**Extracted data:**

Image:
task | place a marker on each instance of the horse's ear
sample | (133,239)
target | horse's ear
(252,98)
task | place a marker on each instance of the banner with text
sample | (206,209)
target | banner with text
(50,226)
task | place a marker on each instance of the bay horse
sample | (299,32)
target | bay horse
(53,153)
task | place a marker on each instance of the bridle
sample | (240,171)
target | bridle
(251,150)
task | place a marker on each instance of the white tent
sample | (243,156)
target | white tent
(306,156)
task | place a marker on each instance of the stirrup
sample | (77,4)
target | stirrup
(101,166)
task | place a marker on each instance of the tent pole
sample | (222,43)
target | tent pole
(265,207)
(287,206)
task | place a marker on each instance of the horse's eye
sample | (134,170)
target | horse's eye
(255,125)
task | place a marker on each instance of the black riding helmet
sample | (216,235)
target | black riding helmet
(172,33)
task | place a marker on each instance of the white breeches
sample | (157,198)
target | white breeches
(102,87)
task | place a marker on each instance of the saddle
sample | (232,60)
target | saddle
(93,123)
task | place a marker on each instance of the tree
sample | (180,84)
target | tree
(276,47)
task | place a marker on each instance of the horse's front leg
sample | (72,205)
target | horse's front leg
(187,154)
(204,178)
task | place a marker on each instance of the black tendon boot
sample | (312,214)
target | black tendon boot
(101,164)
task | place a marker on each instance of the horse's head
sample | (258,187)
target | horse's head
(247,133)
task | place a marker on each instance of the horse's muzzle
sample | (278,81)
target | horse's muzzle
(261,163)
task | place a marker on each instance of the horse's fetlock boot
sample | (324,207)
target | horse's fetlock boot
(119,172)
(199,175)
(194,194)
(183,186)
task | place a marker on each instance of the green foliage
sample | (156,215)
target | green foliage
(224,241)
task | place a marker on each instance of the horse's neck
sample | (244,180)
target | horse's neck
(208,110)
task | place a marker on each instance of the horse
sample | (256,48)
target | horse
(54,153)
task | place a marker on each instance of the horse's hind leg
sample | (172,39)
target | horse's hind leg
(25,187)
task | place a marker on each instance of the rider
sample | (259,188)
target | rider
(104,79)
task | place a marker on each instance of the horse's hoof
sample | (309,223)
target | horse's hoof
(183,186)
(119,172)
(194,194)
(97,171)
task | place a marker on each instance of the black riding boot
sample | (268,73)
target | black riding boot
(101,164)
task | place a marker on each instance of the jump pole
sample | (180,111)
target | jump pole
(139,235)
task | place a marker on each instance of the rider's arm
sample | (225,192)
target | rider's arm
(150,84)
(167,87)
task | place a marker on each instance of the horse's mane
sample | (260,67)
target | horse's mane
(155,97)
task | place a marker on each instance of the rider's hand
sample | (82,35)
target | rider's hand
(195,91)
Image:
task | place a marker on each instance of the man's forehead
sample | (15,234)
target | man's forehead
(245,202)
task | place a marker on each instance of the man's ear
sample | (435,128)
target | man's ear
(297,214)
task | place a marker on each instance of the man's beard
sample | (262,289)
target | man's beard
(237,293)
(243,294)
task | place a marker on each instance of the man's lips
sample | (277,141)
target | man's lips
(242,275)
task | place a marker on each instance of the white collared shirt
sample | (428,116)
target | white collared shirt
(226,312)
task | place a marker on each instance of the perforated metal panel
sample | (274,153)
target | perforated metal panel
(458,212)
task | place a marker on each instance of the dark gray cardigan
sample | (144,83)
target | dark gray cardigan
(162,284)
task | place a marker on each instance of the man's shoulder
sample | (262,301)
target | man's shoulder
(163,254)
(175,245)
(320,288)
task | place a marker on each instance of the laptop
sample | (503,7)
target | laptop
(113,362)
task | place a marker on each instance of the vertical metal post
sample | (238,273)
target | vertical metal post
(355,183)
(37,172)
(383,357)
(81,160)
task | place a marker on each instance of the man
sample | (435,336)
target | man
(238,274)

**The request:** Every record above should be copied exactly.

**The reply:**
Image:
task | place a marker on each instance of the horse's ear
sample | (133,239)
target | horse's ear
(252,98)
task | place a marker on each instance of the banner with text
sample | (206,209)
target | banner with text
(50,226)
task | place a marker on each instance of the bay horse
sample | (299,32)
target | bay horse
(53,153)
task | place a marker on each instance of the bridle
sample | (240,171)
target | bridle
(251,150)
task | place a marker on each instance of the white tent
sample | (243,156)
target | white tent
(306,156)
task | place a marker on each instance of the stirrup
sample | (77,4)
target | stirrup
(101,166)
task | place a marker on each instance of the tent pole
sample | (222,43)
target | tent pole
(265,207)
(287,206)
task | place a marker on each instance of the horse's eye
sample | (134,170)
target | horse's eye
(255,125)
task | place a marker on each instance of the black riding helmet
sample | (216,235)
target | black riding helmet
(172,33)
task | place a marker on each instance of the white breeches
sample | (157,198)
target | white breeches
(102,87)
task | place a marker on each instance of the saddle
sample | (232,60)
target | saddle
(93,123)
task | place a marker on each instance of the tree
sample | (180,84)
target | tree
(276,47)
task | place a marker on each instance of the horse's front leg
sample | (72,205)
target | horse's front leg
(187,154)
(204,178)
task | place a marker on each instance of the black tendon boot
sample | (312,214)
target | black tendon boot
(101,164)
task | place a marker on each instance of the horse's head
sample | (258,187)
target | horse's head
(247,133)
task | place a marker on each instance of the horse's muzzle
sample | (278,81)
target | horse's muzzle
(261,163)
task | place a marker on each instance of the horse's fetlock boot
sample | (324,207)
target | horse's fetlock boot
(119,172)
(199,175)
(194,194)
(183,186)
task | place a marker on each instance of the green foliage
sample | (156,215)
target | green foliage
(224,241)
task | place a marker on each instance of the horse's neck
sample | (244,180)
target | horse's neck
(208,110)
task | place a marker on each instance of the horse
sample | (256,48)
target | horse
(54,153)
task | place a marker on each instance of the horse's hind leg
sample | (172,39)
target | horse's hind leg
(25,187)
task | place a marker on each instance of the rider
sample | (259,188)
target | rider
(104,79)
task | place a marker on each instance of the horse's hoof
sample | (309,223)
target | horse's hoof
(183,186)
(119,172)
(194,194)
(97,171)
task | place a marker on each instance of the black riding boot
sample | (268,73)
target | black riding boot
(101,164)
task | place a marker on each instance of the jump pole
sample | (180,111)
target | jump pole
(139,235)
task | place a marker on each instance of the rider's arm
sample | (225,192)
target | rider's arm
(150,84)
(167,87)
task | place a marker on each instance of the horse's mane
sample | (260,67)
target | horse's mane
(155,97)
task | place a marker on each instance of the rider's hand
sample | (82,35)
target | rider's hand
(195,91)
Image:
task | place a marker on each instance of the man's forehead
sample | (15,234)
target | man's forehead
(245,202)
task | place a marker on each instance of the man's ear
sample | (435,128)
target | man's ear
(297,214)
task | place a marker on each instance of the man's beard
sample | (262,289)
target | man's beard
(237,293)
(243,294)
task | place a marker on each instance of the man's lips
sample | (277,141)
target | man's lips
(242,275)
task | place a marker on each instance of the white collared shirt
sample | (428,116)
target | white collared shirt
(226,312)
task | place a marker on each instance of the perforated metal panel
sample | (274,153)
target | perforated metal panel
(458,212)
task | place a marker on each instance of the dark gray cardigan
sample | (144,83)
target | dark gray cardigan
(162,284)
task | place a marker on each instance of the man's shoulder
sample | (262,301)
target | man's shoulder
(163,254)
(175,245)
(320,288)
task | place a marker on each instance of the laptop
sample | (503,7)
target | laptop
(113,362)
task | place a marker on each instance of the vertical metal post
sample | (238,273)
target | vertical metal post
(355,183)
(37,172)
(383,357)
(81,160)
task | place a marker on each instance of the man
sample | (435,336)
target | man
(238,274)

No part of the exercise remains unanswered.